• [THE REQUEST]
Below is some material; set it all down exactly, apart from the pictures.

• [RECORDS FOR PROCESSING]
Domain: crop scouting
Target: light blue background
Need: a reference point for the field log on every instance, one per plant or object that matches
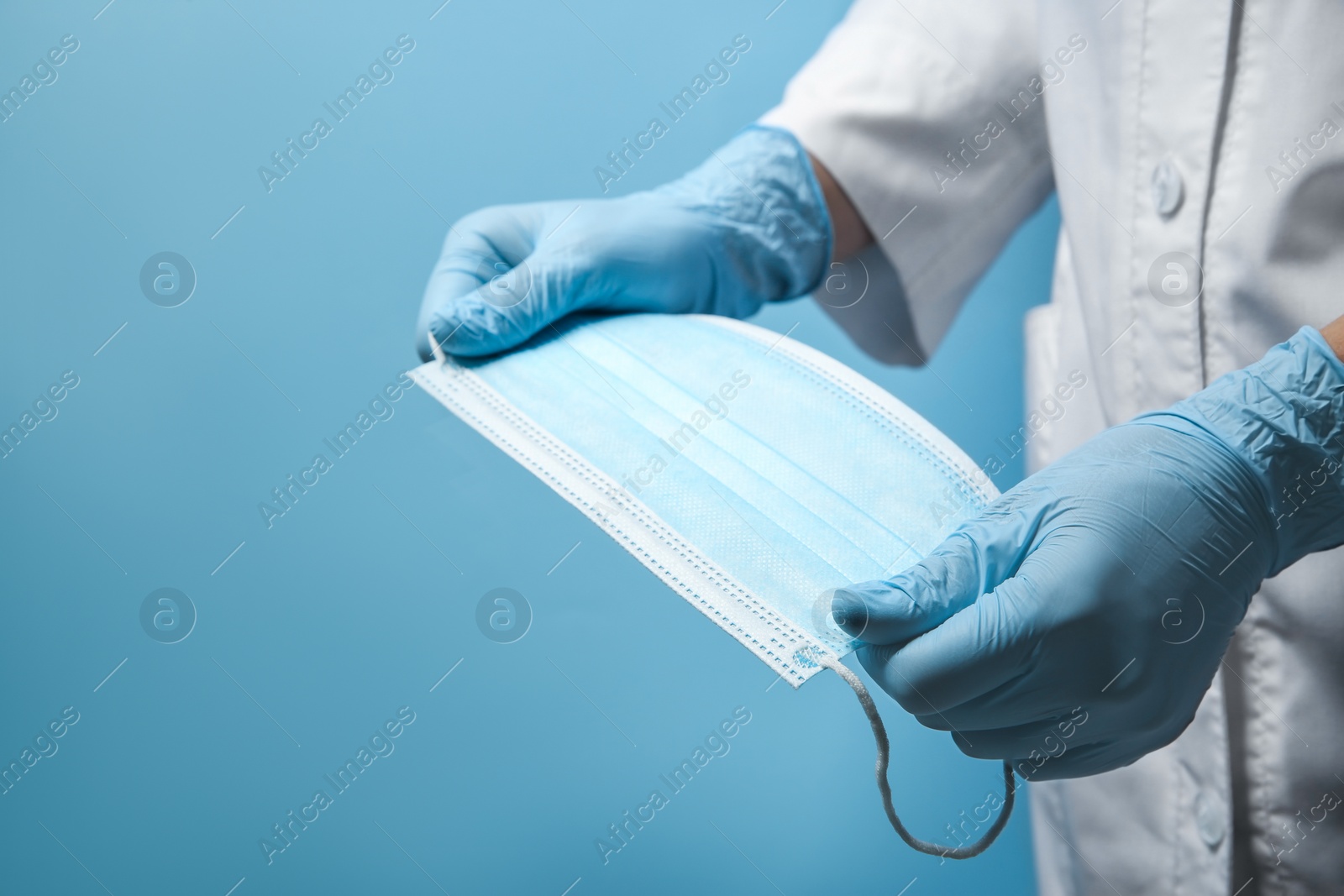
(347, 610)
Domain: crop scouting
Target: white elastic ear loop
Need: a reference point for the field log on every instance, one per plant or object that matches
(879, 732)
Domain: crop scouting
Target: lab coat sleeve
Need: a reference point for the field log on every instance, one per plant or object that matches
(929, 114)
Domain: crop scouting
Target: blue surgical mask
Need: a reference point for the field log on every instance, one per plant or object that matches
(750, 473)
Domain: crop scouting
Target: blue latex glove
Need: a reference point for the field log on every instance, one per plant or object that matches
(1075, 624)
(748, 226)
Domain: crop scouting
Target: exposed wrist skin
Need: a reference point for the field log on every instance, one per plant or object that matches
(1284, 418)
(1334, 333)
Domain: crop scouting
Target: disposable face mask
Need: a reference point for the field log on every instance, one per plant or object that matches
(750, 473)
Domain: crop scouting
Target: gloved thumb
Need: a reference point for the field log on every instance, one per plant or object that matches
(492, 288)
(972, 562)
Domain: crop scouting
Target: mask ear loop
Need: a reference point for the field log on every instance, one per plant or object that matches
(436, 348)
(879, 732)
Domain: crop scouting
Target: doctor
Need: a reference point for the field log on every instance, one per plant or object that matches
(1167, 570)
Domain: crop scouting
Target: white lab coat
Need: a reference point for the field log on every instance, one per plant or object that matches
(1211, 129)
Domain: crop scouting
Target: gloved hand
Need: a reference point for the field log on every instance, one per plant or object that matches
(1075, 624)
(748, 226)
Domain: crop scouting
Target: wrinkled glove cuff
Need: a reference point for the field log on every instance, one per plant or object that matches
(1284, 417)
(776, 231)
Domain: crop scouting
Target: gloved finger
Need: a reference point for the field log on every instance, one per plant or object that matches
(1005, 707)
(486, 293)
(969, 563)
(983, 647)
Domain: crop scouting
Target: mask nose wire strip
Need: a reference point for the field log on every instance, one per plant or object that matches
(879, 732)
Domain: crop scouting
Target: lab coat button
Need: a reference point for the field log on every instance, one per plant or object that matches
(1168, 188)
(1209, 821)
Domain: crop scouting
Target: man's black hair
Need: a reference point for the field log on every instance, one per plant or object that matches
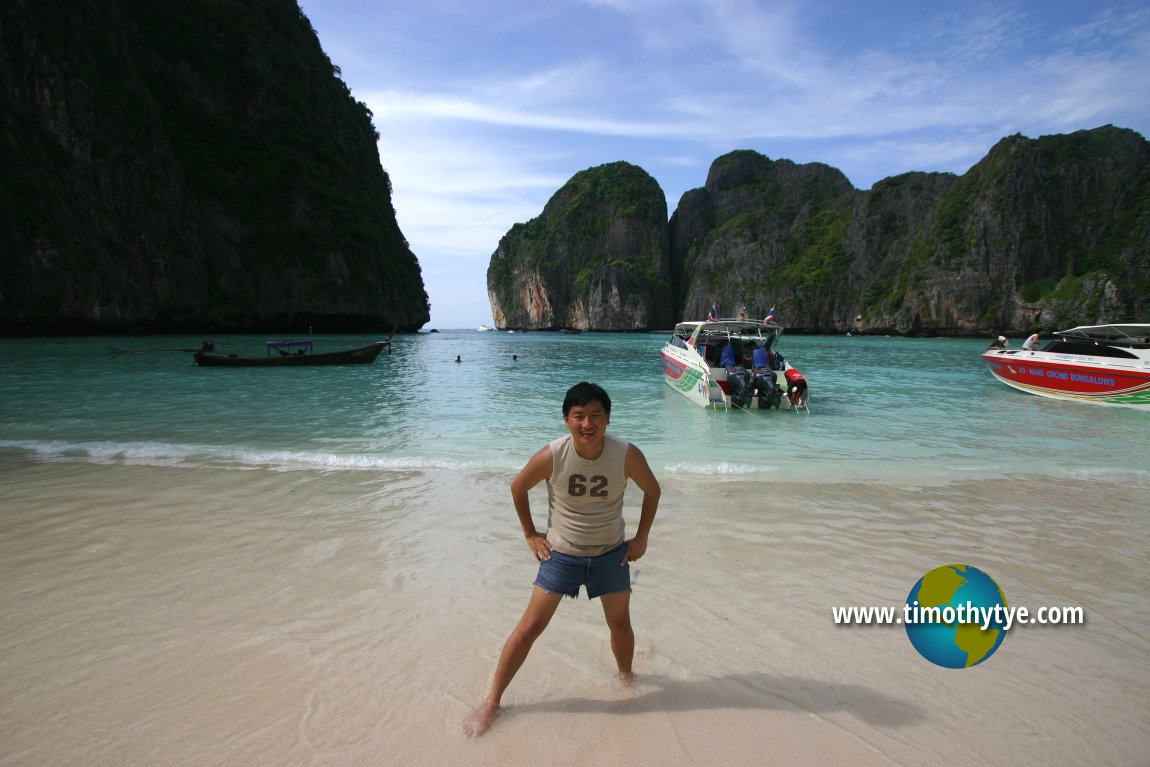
(583, 393)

• [RESPONSE TO THIS TASK]
Domain: crop scouting
Target: light blue background
Need: a reference point for the field log on every instance, one per plant or object that matches
(347, 610)
Domain: crop scouting
Target: white elastic ear loop
Need: a reference point for the field log on every instance, one per plant or object that matches
(879, 732)
Domain: crop scouting
Target: lab coat sleeve
Need: a reference point for the field log on every instance, one per plant or object that matches
(929, 114)
Domain: crop scouting
Target: blue surgical mask
Need: a reference point for the field log on every instance, one per plant or object that matches
(750, 473)
Domain: crop scouting
Target: blue latex glove
Need: a reference point for the field log on every instance, one per plant or object that matches
(1075, 624)
(748, 226)
Domain: crop scouting
Target: exposed wrist skin
Need: a reference point for the field log on every instance, one per plant or object that matches
(1284, 418)
(1334, 333)
Domain: crop scouting
Target: disposable face mask
Need: a reference point for the field log on every instance, one per plant or object that matches
(750, 473)
Domain: crop scouting
Target: gloved thumb
Need: a reference point for the field log on every instance, one per plant or object that matches
(492, 288)
(972, 562)
Domain: crop scouting
Target: mask ear loop
Need: a reference point for the field log on every instance, one per plant or object that matches
(436, 348)
(879, 732)
Domain: crop scouting
Target: doctor
Need: a reference point for the field log on every instance, one per plant or object that matches
(1167, 570)
Domain: crop scouting
Target: white lab coat
Need: a reference point for the field log on every instance, one per plant or object that matches
(1211, 129)
Domain: crop scouting
Target: gloved hand
Need: a reference point for the field log on every instance, one per plant or object that matches
(1075, 624)
(748, 226)
Domain: crop scouting
Target: wrinkled glove cuff
Need: a reference point for the field log on every instance, one per plant or object that matches
(1284, 417)
(776, 231)
Domain: crop scouting
Target: gloved finger
Need: a reference point for the field log on every instance, one per plant or object that matches
(1005, 707)
(486, 293)
(969, 563)
(983, 647)
Domain: crop scouting
Target: mask nose wire strip
Need: a reference point for the field log on every instance, one per plant or object that matches
(879, 732)
Domain: crop scouting
Target: lab coat button
Need: a reference point for the field log on every instance, one per plant or object that matches
(1168, 188)
(1209, 821)
Domain: crop scouting
Target: man's black hair
Need: a reference point for the field log on every instance, one per plant or object that matches
(583, 393)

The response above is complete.